--- DOCUMENT SECTION ---

For digital leaders in and outside of IT, the ability to preserve digital value creation during periods of turbulence is imperative—even more so given our unprecedented reliance on digital capabilities. The model for ways of working has transformed significantly over the last 20 years. Still, the COVID-19 crisis and sudden need for universal remote work have quickly exposed some core issues around digital risk management, supported by infrastructure bandwidth and online collaboration tools. In other words, many companies have not yet cracked the code on remote work from an operational and systems perspective. In this blog series, we’ll explore these challenges and their implications for digital leaders.
With a clear remote action plan as the starting point, digital leaders can help to maximize ongoing value creation by proactively identifying risks and potential disruptors to secure and seamless remote work. In this blog, we explore the core considerations that should be applied to evaluate and prioritize risks.
Outlining the Risks
Once you've identified the critical capabilities for your action plan, it's essential to understand the risks and necessary assessment items associated with each. The top considerations to help you evaluate risks include:
- Maintaining business as usual: The number one risk is not technical in nature; it’s the risk of your remote workers not being able to conduct business as usual. Use case scenarios must be identified, documented, and validated as a top priority. For example, we may understand how a remote salesperson conducts his or her business on-the-run, but do the stationary executive assistants have the tools they need to be successful in their daily work? What physical systems do they touch? What information do they routinely access for others? Can they answer a phone for an executive from home? Once we understand the use case scenarios, we can effectively plan for the toolsets which must be available remotely.
- Functionality: Remote users who are unable to access data and perform workflow-critical tasks can harm the bottom-line. Ensuring that these users can access files, run applications, and communicate with team members in a timely and uninterrupted manner is crucial. To achieve this, we must start with secure file access, fully functional applications, and high-speed network access using any available end-user computing device (PC, laptop, tablet, phone, etc.) and transport (wired, wireless, etc.). Then, by monitoring network bandwidth, application response times, and security parameters in real-time, we can quickly identify and remedy any problem areas.

--- DATA FOR REVIEW ---

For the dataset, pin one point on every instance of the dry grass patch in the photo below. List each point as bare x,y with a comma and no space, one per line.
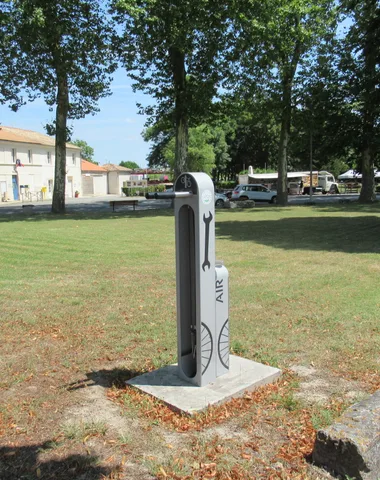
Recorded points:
89,301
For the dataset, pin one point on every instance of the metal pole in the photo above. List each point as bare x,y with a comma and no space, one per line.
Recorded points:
311,166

---

→ LIST OF TASKS
• 1. List every end-user computing device named in the blog post on remote work risks.
• 2. Copy out the stretch of the blog post on remote work risks from "With a clear" through "and prioritize risks.", word for word.
• 3. Write what comes next in the blog post on remote work risks, starting after its last sentence.

→ RESPONSE LIST
• 1. PC, laptop, tablet, phone

• 2.
With a clear remote action plan as the starting point, digital leaders can help to maximize ongoing value creation by proactively identifying risks and potential disruptors to secure and seamless remote work. In this blog, we explore the core considerations that should be applied to evaluate and prioritize risks.

• 3.
- Security: It’s critical to apply a multifaceted security approach that enables seamless (yet secure) access to files within predefined parameters, logically separates the end-user device from the corporate resources, and provides a secure, collaborative multimedia environment. If your organization does not have a widely understood remote work policy, now is the time to write one, or revisit an existing policy that you can expand to cover long-term remote access and collaboration. Initially, it might be tempting to explore new technologies that seem more effortless in the short-term. Yet, you should stick with tried-and-true methodologies, monitor your existing infrastructure closely, and keep an eye on next-generation technology that solves for the remote worker problem set.
Smarter Remote Risk Management Starts with Thorough Evaluation
Digital leaders know they play a central role in maximizing value creation for their knowledge workers. Achieving this aim starts by designing a comprehensive remote action plan that encompasses every facet of remote work—from application access to team enablement. Then, assess the dimensions of “business as usual,” functionality, and security to evaluate prospective risks and prioritize mitigation strategies. To determine your starting point, perform quick checks to zero in on immediate risks to seamless, secure remote work. This approach will shed light on the activities that you can take today to get ahead of tomorrow’s disruptions.